++++ SELECTION ++++

Review

Code Lyoko

Reviewed by Martin Henely, Posted on 2007-06-19

1272 Views

Developer: DC Studios Publisher: The Game Factory
Release Date: May 17, 2007 Also On: None

Licensed games based on cartoons are nothing new. Some companies, such as THQ, practically depend on them for their livelihood. The latest game to come out based on a cartoon is Game Factory's Code Lyoko. Unlike Game Factory's norm, they seem to be interested in getting some advertising behind this game, a fact which suggested to me when I received it that it would be one of their more spectacular efforts. I am pleased to report that, for the most part, it is.

Graphically, this game is hit and miss. The characters are detailed well, but the environments aren't treated nearly so well. They are dull and lifeless overall. Still, the environments get the job done, and the characters really look quite good. The important thing here is that there are no graphical glitches to speak of and no slowdown to be found in the game. That being the case, the graphics are decent, but not spectacular.

In terms of sound, Code Lyoko, like most third-party DS games, has no voice acting, but rather uses text boxes. The sound effects likewise are a fairly generic lot, but they aren't done badly. The music is nice but unobtrusive, generally matching the feel of the environment and situation that the player is in, and thus switching often enough so that the player won't get tired of any one piece. Overall, the sound is above average, but nothing spectacular either.

In terms of gameplay, this is one of the most diverse games I've ever seen out of Game Factory. Rather than just being a racing game or just being a platformer with a couple touchscreen minigames thrown in, Game Factory has taken multiple play styles and integrated them into one comprehensive whole. What's more, they did a good job of it. That said, I'll analyze each of the four gameplay components that can be found in this game separately.

The first gameplay component that you'll come across is something similar to a point-and-click adventure. Essentially, you'll walk around with whatever character you happen to be using searching for various items or people to accomplish certain objectives. You have a map that will show you where you need to be going so you don't need to search aimlessly, and none of the objectives are difficult to figure out at all. These levels take place in what to the game is the real world.

The second gameplay component comes across as more of a platformer. These levels take place in the virtual world of Lyoko. In these levels your objective is generally to navigate your team of up to four people (how many of them are playable in a particular level varies) through the level until they reach a tower, at which point a particular character named Aelita must be used to enter the tower. Each of the characters has their own special power, whether it be Ulrich's dash or Aelita's levitation, etc. These powers are often necessary to get through levels, and you'll sometimes find yourself having to backtrack to a checkpoint to switch to the character that you need.

Yes, that's right, you can switch characters at checkpoints, which is fairly normal for a game like this. Luckily, checkpoints abound in this game, and there's almost always one near wherever you need to use a particular character to progress. In addition to each character's special power though, each character has his own unique attack style (except Aelita, who can't attack) and each character can be individually upgraded by collecting blue energy modules to buy upgrades.

Levels basically revolve around three things. First, you'll sometimes enter an area and have a red firewall put up around the exit points. When this happens, enemies will appear and you must defeat them all in order to progress. Most of the battling is done at these times, although you might find enemies at other points as well. Second, there will be platformer sections where you'll have to navigate moving platforms or use character powers to progress through the level. Third, there will sometimes be sections in which you'll have to find switches to deactivate blue firewalls, or, later, white ones also.

++++

*PROBLEMS:*
a – Reproduce the Code Lyoko review from "The first gameplay" to "the real world.".
b – For each statement, say yes or no, depending on whether it agrees with the Code Lyoko review, and quote the words that decide it: (i) The game uses voice acting for its dialogue. (ii) Aelita has her own attack style. (iii) Players can switch characters at checkpoints.
The data items come from a different source than the review.

++++ LISTED RECORDS ++++

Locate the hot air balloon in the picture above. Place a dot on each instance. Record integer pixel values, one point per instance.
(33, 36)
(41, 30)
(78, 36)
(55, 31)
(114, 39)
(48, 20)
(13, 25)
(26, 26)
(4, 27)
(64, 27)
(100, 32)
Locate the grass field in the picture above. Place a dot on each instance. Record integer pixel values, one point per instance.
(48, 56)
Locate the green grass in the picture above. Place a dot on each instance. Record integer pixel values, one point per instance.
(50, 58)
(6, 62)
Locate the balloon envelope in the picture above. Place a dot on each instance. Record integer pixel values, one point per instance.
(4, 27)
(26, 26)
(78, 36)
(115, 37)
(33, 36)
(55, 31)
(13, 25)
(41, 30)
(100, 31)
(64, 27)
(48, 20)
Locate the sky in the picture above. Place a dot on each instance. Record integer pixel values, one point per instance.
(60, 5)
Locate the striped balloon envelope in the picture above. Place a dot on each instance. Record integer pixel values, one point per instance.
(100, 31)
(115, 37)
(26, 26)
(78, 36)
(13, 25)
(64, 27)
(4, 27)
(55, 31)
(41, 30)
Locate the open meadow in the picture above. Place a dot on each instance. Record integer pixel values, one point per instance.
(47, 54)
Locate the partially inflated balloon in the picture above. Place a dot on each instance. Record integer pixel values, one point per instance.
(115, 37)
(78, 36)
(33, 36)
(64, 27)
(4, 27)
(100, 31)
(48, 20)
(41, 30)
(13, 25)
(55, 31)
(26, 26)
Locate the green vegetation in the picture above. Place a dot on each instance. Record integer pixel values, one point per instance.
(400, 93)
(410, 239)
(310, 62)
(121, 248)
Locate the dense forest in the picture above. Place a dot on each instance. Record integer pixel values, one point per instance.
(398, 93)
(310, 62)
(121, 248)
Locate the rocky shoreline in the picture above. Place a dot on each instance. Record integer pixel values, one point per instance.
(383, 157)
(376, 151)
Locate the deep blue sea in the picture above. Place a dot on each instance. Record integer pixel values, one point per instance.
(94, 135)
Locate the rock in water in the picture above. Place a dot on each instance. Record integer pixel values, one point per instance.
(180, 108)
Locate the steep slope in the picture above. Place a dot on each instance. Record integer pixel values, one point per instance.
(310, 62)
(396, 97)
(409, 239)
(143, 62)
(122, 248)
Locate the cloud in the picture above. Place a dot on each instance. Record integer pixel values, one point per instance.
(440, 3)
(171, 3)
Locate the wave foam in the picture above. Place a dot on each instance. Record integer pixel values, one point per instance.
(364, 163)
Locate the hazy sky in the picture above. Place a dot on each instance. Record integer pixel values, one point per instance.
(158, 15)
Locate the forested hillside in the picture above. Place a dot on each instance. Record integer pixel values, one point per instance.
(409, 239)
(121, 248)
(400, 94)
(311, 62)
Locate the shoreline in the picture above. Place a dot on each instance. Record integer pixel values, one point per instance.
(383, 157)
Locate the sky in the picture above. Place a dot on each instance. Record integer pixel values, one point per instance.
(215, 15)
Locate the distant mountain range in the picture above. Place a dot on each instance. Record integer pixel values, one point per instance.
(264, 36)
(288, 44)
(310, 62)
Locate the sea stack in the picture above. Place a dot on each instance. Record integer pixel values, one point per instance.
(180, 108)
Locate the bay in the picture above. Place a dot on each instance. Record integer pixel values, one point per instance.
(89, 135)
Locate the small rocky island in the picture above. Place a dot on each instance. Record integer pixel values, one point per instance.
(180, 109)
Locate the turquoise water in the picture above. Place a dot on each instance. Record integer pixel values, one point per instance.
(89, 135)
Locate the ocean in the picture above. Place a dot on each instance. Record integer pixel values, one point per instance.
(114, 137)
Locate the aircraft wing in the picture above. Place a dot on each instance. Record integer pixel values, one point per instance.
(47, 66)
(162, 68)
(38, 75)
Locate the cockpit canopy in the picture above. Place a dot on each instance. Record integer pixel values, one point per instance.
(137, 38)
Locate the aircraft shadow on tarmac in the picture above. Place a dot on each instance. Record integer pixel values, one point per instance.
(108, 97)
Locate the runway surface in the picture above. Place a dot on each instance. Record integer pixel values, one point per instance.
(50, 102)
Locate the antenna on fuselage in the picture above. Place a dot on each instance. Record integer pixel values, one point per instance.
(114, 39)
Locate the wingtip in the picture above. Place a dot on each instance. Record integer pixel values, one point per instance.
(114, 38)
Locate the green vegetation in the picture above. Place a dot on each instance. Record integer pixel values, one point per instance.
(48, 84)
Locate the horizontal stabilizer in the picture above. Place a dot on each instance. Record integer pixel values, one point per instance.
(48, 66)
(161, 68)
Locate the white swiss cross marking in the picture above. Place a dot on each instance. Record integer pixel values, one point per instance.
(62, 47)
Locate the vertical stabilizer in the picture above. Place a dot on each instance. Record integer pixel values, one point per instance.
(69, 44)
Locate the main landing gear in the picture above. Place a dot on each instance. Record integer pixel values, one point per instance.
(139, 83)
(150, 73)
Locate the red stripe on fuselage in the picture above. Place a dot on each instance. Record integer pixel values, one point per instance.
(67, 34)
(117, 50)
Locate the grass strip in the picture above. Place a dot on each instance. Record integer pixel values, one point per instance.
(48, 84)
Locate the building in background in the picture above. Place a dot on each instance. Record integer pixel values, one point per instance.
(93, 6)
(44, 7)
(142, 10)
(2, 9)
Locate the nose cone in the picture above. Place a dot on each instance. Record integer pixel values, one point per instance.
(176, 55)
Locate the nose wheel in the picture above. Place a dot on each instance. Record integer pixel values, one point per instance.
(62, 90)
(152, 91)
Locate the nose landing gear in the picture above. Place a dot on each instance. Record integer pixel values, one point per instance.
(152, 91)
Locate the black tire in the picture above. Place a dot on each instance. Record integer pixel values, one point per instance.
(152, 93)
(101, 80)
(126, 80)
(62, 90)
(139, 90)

++++

*ANSWERS TO THE PROBLEMS:*
a –
The first gameplay component that you'll come across is something similar to a point-and-click adventure. Essentially, you'll walk around with whatever character you happen to be using searching for various items or people to accomplish certain objectives. You have a map that will show you where you need to be going so you don't need to search aimlessly, and none of the objectives are difficult to figure out at all. These levels take place in what to the game is the real world.

b –
(i) No: "has no voice acting, but rather uses text boxes"
(ii) No: "except Aelita, who can't attack"
(iii) Yes: "you can switch characters at checkpoints"